Provided records
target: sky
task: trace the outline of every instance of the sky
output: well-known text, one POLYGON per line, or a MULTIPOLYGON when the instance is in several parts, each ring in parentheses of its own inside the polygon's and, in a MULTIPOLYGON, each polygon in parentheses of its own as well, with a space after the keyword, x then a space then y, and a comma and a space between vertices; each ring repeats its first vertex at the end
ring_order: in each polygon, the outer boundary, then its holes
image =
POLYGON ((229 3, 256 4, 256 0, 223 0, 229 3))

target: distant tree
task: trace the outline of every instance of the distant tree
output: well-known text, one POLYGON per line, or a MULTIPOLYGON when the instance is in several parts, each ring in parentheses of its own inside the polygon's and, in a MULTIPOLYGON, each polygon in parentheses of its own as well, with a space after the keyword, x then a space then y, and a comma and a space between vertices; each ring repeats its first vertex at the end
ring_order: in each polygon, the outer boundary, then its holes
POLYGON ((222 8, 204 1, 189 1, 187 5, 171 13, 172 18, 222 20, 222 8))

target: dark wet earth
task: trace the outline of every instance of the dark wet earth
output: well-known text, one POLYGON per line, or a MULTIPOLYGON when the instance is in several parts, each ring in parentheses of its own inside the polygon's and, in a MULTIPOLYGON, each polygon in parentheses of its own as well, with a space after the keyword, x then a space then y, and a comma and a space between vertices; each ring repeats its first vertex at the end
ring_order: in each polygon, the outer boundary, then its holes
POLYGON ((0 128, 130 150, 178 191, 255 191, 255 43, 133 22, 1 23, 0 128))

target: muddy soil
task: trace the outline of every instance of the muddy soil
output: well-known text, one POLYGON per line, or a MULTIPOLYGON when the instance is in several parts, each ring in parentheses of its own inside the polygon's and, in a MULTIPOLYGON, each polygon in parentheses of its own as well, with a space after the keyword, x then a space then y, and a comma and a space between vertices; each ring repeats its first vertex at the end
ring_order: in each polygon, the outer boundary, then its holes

Written instruction
Retype all of the material above, line for line, with no changes.

Final answer
target: sky
task: trace the outline of every instance of the sky
output: well-known text, one POLYGON per line, or a MULTIPOLYGON when the instance is in several parts, each ring in parentheses of its own inside the polygon's and, in a MULTIPOLYGON, each polygon in parentheses of its own as well, with a space after the keyword, x then a space then y, and a comma and a space between vertices; each ring repeats its first vertex at the end
ring_order: in each polygon, the outer boundary, then its holes
image =
POLYGON ((229 3, 256 4, 256 0, 223 0, 229 3))

target: distant tree
task: trace the outline of every instance of the distant tree
output: well-known text, one POLYGON per line, or a MULTIPOLYGON when the instance is in several parts, each ring in parentheses of its own inside the polygon's and, in a MULTIPOLYGON, each polygon in parentheses of its own as well, with a space after the keyword, x then a space then y, and a comma and a space between vertices; each ring repeats its first vertex at the end
ring_order: in each polygon, the outer boundary, then its holes
POLYGON ((222 8, 204 1, 189 1, 187 5, 171 13, 172 18, 222 20, 222 8))

target: dark wet earth
task: trace the outline of every instance of the dark wet earth
output: well-known text, one POLYGON per line, or a MULTIPOLYGON when the instance is in several parts, each ring in parentheses of its own inside the polygon's and, in a MULTIPOLYGON, each polygon in parentheses of its own as well, with a space after the keyword, x then a space then y, and a comma and a space between vertices; each ring repeats its first vertex at the end
ring_order: in each polygon, the outer boundary, then its holes
POLYGON ((0 128, 130 150, 178 191, 255 191, 255 43, 133 22, 1 23, 0 128))

target: muddy soil
task: trace the outline of every instance of the muddy soil
output: well-known text, one POLYGON per line, or a MULTIPOLYGON when the instance is in several parts, each ring in parentheses of its own inside the polygon's and, in a MULTIPOLYGON, each polygon in parentheses of its own as well, with a space after the keyword, x then a space then y, and a comma and a space between vertices; each ring repeats its first vertex at the end
ring_order: in each polygon, the outer boundary, then its holes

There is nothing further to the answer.